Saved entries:
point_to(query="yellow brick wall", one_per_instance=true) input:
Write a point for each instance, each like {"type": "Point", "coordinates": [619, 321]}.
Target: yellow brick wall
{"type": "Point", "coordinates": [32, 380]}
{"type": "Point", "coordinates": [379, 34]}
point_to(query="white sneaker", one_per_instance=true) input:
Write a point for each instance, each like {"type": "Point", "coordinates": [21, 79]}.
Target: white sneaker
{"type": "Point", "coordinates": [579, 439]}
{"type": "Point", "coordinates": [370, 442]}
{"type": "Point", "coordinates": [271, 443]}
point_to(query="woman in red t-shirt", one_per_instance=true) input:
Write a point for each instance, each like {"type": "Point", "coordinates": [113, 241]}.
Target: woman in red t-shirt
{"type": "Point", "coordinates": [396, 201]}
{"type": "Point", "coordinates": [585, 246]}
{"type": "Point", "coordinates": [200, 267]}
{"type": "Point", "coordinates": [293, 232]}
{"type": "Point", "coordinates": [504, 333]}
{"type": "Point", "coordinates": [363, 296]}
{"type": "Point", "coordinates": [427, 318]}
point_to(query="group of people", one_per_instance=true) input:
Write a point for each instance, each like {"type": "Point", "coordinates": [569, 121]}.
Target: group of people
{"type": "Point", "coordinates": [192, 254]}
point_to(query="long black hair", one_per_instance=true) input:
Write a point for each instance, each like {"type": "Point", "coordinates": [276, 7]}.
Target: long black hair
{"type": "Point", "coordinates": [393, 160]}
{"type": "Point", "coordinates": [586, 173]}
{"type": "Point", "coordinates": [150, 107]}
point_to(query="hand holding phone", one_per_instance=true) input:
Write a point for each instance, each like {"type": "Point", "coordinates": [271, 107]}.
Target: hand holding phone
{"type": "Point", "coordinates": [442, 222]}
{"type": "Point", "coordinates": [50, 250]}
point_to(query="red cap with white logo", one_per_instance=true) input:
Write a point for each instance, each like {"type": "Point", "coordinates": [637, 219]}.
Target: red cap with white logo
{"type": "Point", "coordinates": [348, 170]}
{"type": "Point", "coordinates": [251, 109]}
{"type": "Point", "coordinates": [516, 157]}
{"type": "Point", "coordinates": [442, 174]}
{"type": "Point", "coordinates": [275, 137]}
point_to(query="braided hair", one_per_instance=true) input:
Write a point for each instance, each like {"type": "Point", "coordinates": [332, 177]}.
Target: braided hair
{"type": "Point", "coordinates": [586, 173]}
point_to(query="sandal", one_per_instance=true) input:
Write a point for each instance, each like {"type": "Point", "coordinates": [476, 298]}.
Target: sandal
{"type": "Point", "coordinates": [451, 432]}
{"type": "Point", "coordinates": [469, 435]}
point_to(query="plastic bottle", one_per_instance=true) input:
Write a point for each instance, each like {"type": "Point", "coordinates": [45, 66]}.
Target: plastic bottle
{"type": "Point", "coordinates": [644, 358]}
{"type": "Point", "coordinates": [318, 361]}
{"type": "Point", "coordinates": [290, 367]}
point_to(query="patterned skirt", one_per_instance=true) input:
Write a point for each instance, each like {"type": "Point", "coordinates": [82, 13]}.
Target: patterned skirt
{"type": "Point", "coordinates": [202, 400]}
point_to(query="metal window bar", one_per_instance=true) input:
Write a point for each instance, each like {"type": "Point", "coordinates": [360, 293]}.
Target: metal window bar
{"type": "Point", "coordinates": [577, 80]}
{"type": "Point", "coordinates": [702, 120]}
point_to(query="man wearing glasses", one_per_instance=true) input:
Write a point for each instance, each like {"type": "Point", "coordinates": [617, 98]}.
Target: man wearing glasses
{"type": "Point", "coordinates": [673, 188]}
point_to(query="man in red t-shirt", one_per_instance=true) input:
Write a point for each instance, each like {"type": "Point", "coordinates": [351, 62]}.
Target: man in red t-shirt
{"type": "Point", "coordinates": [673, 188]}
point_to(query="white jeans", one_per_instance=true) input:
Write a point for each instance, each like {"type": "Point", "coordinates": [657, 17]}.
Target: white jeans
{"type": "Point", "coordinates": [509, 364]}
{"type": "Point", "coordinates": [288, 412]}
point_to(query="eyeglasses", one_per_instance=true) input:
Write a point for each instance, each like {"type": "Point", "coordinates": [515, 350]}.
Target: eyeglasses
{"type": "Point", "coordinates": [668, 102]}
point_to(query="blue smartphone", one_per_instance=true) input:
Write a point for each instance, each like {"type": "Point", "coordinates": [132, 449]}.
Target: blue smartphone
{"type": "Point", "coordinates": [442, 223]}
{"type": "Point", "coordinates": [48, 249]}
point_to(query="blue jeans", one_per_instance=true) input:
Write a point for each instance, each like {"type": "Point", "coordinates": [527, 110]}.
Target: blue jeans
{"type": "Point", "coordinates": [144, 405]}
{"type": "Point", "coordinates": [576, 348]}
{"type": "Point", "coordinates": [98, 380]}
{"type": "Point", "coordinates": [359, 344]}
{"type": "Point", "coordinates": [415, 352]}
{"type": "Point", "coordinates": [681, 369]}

=== Task item ===
All records above must be printed again, exactly.

=== Reply ===
point_to(query="yellow brick wall", one_per_instance=true) input:
Write a point for each instance, each like {"type": "Point", "coordinates": [619, 321]}.
Target: yellow brick wall
{"type": "Point", "coordinates": [32, 380]}
{"type": "Point", "coordinates": [379, 34]}
point_to(query="white sneaker", one_per_instance=true) input:
Write a point for each instance, each like {"type": "Point", "coordinates": [21, 79]}.
Target: white sneaker
{"type": "Point", "coordinates": [579, 439]}
{"type": "Point", "coordinates": [370, 442]}
{"type": "Point", "coordinates": [271, 443]}
point_to(query="woman in red t-shirt", one_per_instance=true) input:
Write a point for each instance, each like {"type": "Point", "coordinates": [113, 241]}.
Target: woman in red t-shirt
{"type": "Point", "coordinates": [396, 201]}
{"type": "Point", "coordinates": [585, 246]}
{"type": "Point", "coordinates": [200, 267]}
{"type": "Point", "coordinates": [293, 232]}
{"type": "Point", "coordinates": [504, 333]}
{"type": "Point", "coordinates": [363, 296]}
{"type": "Point", "coordinates": [427, 318]}
point_to(query="group of people", one_per_instance=true) input:
Write a point for each instance, each like {"type": "Point", "coordinates": [569, 121]}.
Target: group of people
{"type": "Point", "coordinates": [192, 254]}
point_to(query="long black hair", one_per_instance=true) input:
Write a point for each instance, each like {"type": "Point", "coordinates": [276, 7]}.
Target: long black hair
{"type": "Point", "coordinates": [393, 160]}
{"type": "Point", "coordinates": [586, 173]}
{"type": "Point", "coordinates": [150, 107]}
point_to(query="hand holding phone", one_per_instance=true) input:
Write a point for each instance, each like {"type": "Point", "coordinates": [271, 107]}.
Target: hand holding phone
{"type": "Point", "coordinates": [442, 222]}
{"type": "Point", "coordinates": [50, 250]}
point_to(query="red cap with white logo", one_per_instance=true) input:
Write a point for each instance, each like {"type": "Point", "coordinates": [637, 219]}.
Target: red cap with white logo
{"type": "Point", "coordinates": [348, 170]}
{"type": "Point", "coordinates": [251, 109]}
{"type": "Point", "coordinates": [516, 157]}
{"type": "Point", "coordinates": [442, 174]}
{"type": "Point", "coordinates": [275, 137]}
point_to(query="braided hair", one_per_instance=true) input:
Write a point for each instance, each like {"type": "Point", "coordinates": [332, 177]}.
Target: braided hair
{"type": "Point", "coordinates": [586, 173]}
point_to(query="sandal", one_per_instance=true) input:
Write a point for each instance, each like {"type": "Point", "coordinates": [476, 298]}.
Target: sandal
{"type": "Point", "coordinates": [451, 432]}
{"type": "Point", "coordinates": [469, 435]}
point_to(query="plastic bottle", one_per_instance=true) input:
Write a point for each instance, each like {"type": "Point", "coordinates": [45, 66]}.
Target: plastic bottle
{"type": "Point", "coordinates": [644, 358]}
{"type": "Point", "coordinates": [318, 361]}
{"type": "Point", "coordinates": [290, 367]}
point_to(query="patterned skirt", one_per_instance=true) input:
Write a point for each instance, each like {"type": "Point", "coordinates": [82, 13]}.
Target: patterned skirt
{"type": "Point", "coordinates": [202, 400]}
point_to(query="metal window bar", one_per_instance=true) input:
Write a point for each instance, each like {"type": "Point", "coordinates": [360, 293]}.
Target: metal window bar
{"type": "Point", "coordinates": [577, 80]}
{"type": "Point", "coordinates": [702, 120]}
point_to(query="man wearing glasses", one_per_instance=true) input:
Write a point for each instance, each like {"type": "Point", "coordinates": [617, 98]}.
Target: man wearing glasses
{"type": "Point", "coordinates": [673, 188]}
point_to(query="man in red t-shirt", one_per_instance=true) input:
Write a point for each instance, each like {"type": "Point", "coordinates": [351, 62]}.
Target: man in red t-shirt
{"type": "Point", "coordinates": [673, 188]}
point_to(query="white jeans", one_per_instance=true) input:
Write a point for each instance, each like {"type": "Point", "coordinates": [657, 17]}.
Target: white jeans
{"type": "Point", "coordinates": [509, 364]}
{"type": "Point", "coordinates": [288, 412]}
point_to(query="eyeglasses", one_per_instance=true) input:
Write a point for each instance, each like {"type": "Point", "coordinates": [515, 350]}.
Target: eyeglasses
{"type": "Point", "coordinates": [668, 102]}
point_to(query="blue smartphone", one_per_instance=true) input:
Write a point for each instance, each like {"type": "Point", "coordinates": [132, 449]}.
Target: blue smartphone
{"type": "Point", "coordinates": [442, 223]}
{"type": "Point", "coordinates": [48, 249]}
point_to(query="blue jeans", one_per_instance=true) input:
Write a point for each instance, each like {"type": "Point", "coordinates": [527, 110]}.
Target: blue jeans
{"type": "Point", "coordinates": [144, 405]}
{"type": "Point", "coordinates": [576, 348]}
{"type": "Point", "coordinates": [98, 380]}
{"type": "Point", "coordinates": [359, 344]}
{"type": "Point", "coordinates": [415, 352]}
{"type": "Point", "coordinates": [681, 369]}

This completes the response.